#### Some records
———

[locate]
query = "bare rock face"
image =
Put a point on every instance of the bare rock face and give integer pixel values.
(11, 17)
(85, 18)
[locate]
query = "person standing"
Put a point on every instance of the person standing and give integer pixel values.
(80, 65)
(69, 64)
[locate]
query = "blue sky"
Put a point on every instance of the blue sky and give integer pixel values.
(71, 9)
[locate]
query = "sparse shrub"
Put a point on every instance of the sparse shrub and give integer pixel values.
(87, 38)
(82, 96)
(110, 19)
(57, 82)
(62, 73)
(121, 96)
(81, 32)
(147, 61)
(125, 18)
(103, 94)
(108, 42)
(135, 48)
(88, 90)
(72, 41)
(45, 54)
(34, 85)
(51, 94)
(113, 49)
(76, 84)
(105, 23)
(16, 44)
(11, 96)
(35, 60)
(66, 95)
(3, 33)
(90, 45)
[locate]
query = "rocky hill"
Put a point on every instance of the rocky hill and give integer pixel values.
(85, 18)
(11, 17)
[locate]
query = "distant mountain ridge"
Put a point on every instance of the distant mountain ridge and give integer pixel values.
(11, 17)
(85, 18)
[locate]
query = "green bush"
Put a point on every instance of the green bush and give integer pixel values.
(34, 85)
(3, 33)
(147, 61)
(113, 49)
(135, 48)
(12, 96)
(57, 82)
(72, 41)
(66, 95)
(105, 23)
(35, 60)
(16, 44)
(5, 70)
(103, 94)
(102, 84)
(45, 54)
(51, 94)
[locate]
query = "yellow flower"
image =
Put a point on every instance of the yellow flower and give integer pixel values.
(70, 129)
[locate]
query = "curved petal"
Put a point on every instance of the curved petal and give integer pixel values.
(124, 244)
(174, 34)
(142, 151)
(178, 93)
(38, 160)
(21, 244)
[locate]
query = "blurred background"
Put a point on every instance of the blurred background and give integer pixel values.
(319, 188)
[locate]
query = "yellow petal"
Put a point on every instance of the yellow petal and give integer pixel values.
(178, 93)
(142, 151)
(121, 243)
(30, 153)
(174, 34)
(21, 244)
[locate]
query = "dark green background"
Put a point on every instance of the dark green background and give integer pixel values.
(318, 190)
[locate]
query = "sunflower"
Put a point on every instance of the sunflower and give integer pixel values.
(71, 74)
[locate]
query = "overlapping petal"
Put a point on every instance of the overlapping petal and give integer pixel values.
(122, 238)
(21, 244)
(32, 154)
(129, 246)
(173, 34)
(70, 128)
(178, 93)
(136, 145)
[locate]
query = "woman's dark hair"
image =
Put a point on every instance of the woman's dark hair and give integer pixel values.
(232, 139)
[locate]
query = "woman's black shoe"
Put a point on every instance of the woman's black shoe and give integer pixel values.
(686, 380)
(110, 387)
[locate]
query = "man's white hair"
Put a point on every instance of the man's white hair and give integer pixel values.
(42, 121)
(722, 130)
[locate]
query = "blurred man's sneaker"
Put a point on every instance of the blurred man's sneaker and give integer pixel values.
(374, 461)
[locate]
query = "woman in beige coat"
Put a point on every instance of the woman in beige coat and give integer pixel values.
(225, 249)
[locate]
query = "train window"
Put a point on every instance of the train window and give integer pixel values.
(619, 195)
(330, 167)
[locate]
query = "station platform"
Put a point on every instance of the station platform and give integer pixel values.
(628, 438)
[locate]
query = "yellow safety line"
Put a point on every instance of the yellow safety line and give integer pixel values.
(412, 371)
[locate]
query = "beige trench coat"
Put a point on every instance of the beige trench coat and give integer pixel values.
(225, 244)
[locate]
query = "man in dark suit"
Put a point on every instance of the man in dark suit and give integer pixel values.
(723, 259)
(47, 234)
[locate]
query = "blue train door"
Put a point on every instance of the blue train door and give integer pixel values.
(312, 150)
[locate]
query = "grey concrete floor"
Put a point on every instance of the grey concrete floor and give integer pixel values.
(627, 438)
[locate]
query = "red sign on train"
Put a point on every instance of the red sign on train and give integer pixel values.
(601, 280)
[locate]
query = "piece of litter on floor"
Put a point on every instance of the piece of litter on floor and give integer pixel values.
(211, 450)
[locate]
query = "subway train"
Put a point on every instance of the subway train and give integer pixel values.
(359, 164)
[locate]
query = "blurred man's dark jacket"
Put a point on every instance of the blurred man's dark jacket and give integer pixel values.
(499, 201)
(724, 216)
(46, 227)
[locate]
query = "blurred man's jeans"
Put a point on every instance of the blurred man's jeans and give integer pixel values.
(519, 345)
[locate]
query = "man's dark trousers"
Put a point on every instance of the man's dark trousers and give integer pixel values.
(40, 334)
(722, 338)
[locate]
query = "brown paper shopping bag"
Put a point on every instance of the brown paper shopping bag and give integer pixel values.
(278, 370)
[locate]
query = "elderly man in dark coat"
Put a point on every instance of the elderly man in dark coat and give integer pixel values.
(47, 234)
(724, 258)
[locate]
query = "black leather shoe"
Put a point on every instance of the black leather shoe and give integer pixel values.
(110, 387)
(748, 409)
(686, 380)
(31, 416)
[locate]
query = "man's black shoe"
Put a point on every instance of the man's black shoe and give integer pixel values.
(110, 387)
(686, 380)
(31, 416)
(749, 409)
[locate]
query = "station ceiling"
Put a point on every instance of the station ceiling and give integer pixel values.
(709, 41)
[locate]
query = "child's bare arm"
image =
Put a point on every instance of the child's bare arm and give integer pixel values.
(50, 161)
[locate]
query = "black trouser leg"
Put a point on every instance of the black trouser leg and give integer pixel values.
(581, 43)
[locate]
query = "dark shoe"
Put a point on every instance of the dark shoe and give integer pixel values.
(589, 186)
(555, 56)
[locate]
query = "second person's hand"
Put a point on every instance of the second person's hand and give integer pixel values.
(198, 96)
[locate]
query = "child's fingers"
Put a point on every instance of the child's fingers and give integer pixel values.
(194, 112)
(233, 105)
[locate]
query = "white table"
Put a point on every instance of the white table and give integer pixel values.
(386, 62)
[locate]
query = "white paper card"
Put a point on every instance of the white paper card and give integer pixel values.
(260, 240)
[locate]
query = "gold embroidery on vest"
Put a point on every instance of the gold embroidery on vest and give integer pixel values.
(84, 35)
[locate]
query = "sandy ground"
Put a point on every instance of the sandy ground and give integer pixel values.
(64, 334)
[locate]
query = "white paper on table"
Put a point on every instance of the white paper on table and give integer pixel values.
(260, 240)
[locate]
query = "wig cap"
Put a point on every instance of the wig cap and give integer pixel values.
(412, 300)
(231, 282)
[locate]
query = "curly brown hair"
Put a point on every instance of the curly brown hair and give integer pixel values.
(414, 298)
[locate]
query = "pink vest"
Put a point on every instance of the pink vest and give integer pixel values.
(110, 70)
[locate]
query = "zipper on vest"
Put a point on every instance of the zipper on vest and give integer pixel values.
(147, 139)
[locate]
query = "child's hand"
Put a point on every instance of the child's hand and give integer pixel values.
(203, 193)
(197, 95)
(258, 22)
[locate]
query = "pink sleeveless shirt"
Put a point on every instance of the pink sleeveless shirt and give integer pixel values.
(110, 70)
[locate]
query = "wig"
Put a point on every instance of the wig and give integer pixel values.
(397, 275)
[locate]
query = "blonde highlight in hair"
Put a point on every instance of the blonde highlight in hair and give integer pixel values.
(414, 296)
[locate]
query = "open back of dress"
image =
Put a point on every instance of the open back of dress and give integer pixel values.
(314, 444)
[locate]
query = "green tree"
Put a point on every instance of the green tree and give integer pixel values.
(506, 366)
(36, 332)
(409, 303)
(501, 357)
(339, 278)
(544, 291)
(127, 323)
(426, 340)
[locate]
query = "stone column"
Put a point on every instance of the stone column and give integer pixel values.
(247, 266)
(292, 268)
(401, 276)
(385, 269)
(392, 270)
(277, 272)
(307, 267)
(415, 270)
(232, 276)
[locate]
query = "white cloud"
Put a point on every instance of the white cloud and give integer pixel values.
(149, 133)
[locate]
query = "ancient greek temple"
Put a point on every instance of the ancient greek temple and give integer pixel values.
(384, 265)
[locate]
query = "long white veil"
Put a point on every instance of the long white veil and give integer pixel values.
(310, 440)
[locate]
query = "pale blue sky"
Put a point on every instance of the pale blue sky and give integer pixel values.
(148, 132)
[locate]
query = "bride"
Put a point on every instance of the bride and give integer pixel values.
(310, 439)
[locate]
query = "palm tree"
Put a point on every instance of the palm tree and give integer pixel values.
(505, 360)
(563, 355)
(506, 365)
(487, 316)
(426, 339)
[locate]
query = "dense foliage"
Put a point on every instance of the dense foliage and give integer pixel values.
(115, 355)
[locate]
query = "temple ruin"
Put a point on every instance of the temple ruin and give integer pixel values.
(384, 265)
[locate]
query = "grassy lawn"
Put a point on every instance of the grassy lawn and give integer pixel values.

———

#### Exercise instructions
Please pull out every line of the data above that contains the word "leather", matching case exactly.

#### Exercise solution
query = "black leather shoe"
Put a point on every instance of the black leather shoe and give integer pixel values.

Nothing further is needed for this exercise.